Short task
Skip the pictures. Repeat everything else in the records word for word.

Labeled-object pointing entries:
━━━━━━━━━━━━━━━━━━━━━━━━━━━━━━

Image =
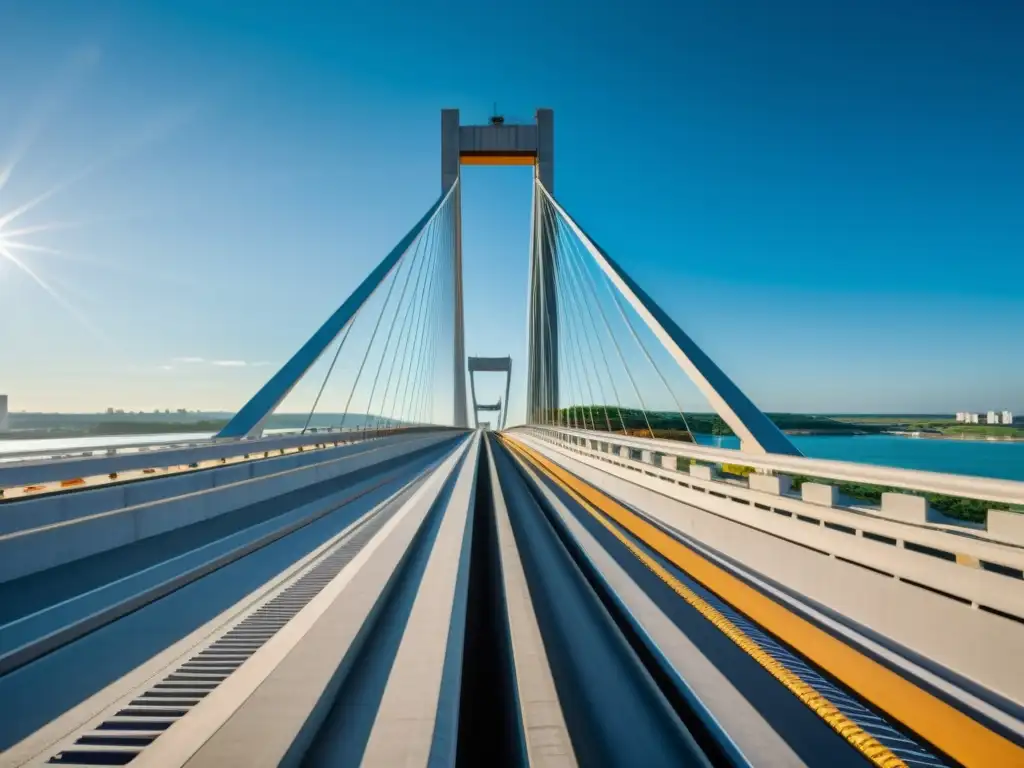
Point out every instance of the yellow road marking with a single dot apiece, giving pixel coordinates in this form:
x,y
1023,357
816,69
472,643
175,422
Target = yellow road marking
x,y
948,729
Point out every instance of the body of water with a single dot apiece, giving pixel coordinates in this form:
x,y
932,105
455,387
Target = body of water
x,y
1004,460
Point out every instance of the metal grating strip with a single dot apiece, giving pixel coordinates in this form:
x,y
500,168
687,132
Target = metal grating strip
x,y
157,709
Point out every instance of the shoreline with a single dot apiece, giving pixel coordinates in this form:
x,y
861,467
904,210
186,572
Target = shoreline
x,y
956,438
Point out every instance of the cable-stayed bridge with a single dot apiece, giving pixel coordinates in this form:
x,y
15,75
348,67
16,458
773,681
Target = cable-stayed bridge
x,y
594,587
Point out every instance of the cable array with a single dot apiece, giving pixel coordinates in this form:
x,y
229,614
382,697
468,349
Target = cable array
x,y
603,353
395,351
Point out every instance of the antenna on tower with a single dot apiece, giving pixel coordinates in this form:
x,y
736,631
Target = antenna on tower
x,y
497,119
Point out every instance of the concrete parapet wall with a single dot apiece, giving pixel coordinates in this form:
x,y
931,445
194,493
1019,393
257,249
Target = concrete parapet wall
x,y
30,551
1007,525
905,507
946,631
950,564
819,493
30,513
986,488
26,473
776,484
700,472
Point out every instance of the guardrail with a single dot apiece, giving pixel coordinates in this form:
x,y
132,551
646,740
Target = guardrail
x,y
968,486
13,474
978,571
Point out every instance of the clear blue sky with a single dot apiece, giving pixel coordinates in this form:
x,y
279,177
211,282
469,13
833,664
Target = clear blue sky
x,y
828,197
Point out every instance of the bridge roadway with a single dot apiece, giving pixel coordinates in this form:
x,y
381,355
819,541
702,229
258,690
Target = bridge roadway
x,y
448,598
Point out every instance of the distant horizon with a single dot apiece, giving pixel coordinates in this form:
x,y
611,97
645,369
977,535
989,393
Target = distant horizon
x,y
222,413
823,196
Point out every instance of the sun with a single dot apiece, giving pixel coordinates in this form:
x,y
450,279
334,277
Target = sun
x,y
14,246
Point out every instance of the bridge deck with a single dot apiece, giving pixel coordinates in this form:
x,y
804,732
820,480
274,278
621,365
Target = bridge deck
x,y
440,598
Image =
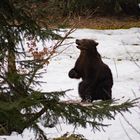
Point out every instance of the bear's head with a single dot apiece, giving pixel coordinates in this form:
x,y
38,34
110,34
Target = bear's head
x,y
86,44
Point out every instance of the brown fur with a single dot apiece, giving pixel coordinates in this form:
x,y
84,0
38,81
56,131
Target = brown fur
x,y
96,76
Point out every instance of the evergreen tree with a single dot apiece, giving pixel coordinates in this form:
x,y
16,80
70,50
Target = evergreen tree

━━━━━━━━━━━━━━━━━━━━━━━━━━━━━━

Written solution
Image =
Point out every instance of the yellow road marking with a single dot apiece, giving pixel coordinates in this form:
x,y
1023,357
816,69
472,643
175,422
Target = yellow road marking
x,y
948,729
Point out every instance of the body of water with a single dot apiece, giving pixel coordinates in this form:
x,y
932,105
455,387
Target = body of water
x,y
1004,460
Point out every instance of the metal grating strip with a single dot apiece, giving pixel coordinates in this form:
x,y
500,168
687,132
Target = metal grating strip
x,y
157,709
Point out every instance of the shoreline with a single dot apiece, giving pixel coordinates in this form:
x,y
861,467
904,210
186,572
Target = shoreline
x,y
956,438
Point out every instance of the cable-stayed bridge with a single dot apiece, giving pixel coordinates in this form:
x,y
15,75
348,67
16,458
773,681
Target = cable-stayed bridge
x,y
594,587
Point out every instance of the cable array with a single dot apiece, giving pixel coordinates in this form:
x,y
229,614
382,697
468,349
Target = cable array
x,y
603,353
395,351
Point out every instance of the antenna on tower with a single dot apiece, giving pixel coordinates in this form:
x,y
736,631
Target = antenna on tower
x,y
497,119
Point out every instance of the concrete parapet wall with a single dot apiece, giving pixel coordinates in this form:
x,y
931,445
194,493
1019,393
257,249
Target = concrete parapet wall
x,y
30,551
1007,525
905,507
946,631
950,564
819,493
30,513
986,488
26,473
776,484
700,472
Point out every instance of the guardrail with a single dot apiece, giving pixel coordinates in this form:
x,y
132,551
646,740
Target = guardrail
x,y
968,486
13,474
978,571
Point out every instance of the clear blue sky with a single dot apiece, giving pixel coordinates in this form:
x,y
279,177
211,282
469,13
833,664
Target = clear blue sky
x,y
828,197
Point out every instance of the bridge roadway with a single dot apiece, giving pixel coordinates in this form:
x,y
381,355
819,541
702,229
258,690
Target = bridge roadway
x,y
448,598
Point out every instance of the distant horizon with a single dot apiece, giving pixel coordinates in this form:
x,y
611,97
645,369
977,535
989,393
Target = distant horizon
x,y
222,413
823,196
Point out every instance of the sun with a single dot apiece, giving pixel coordinates in this form:
x,y
450,279
334,277
Target = sun
x,y
14,246
Point out every instance of the bridge deck with a single dot apiece, giving pixel coordinates in this form:
x,y
804,732
820,480
274,278
621,365
Target = bridge deck
x,y
440,598
Image =
Point out every instance of the bear's head with a single dot apiece, giving pixel coordinates in this form:
x,y
38,34
110,34
Target = bear's head
x,y
86,44
Point out every instance of the brown fur with a single dot apiece, giving pixel coordinates in this form:
x,y
84,0
38,81
56,131
Target = brown fur
x,y
96,76
Point out every instance of the evergreen tree with a single dot apiece, giving pixel coordinates in this form:
x,y
16,80
70,50
Target = evergreen tree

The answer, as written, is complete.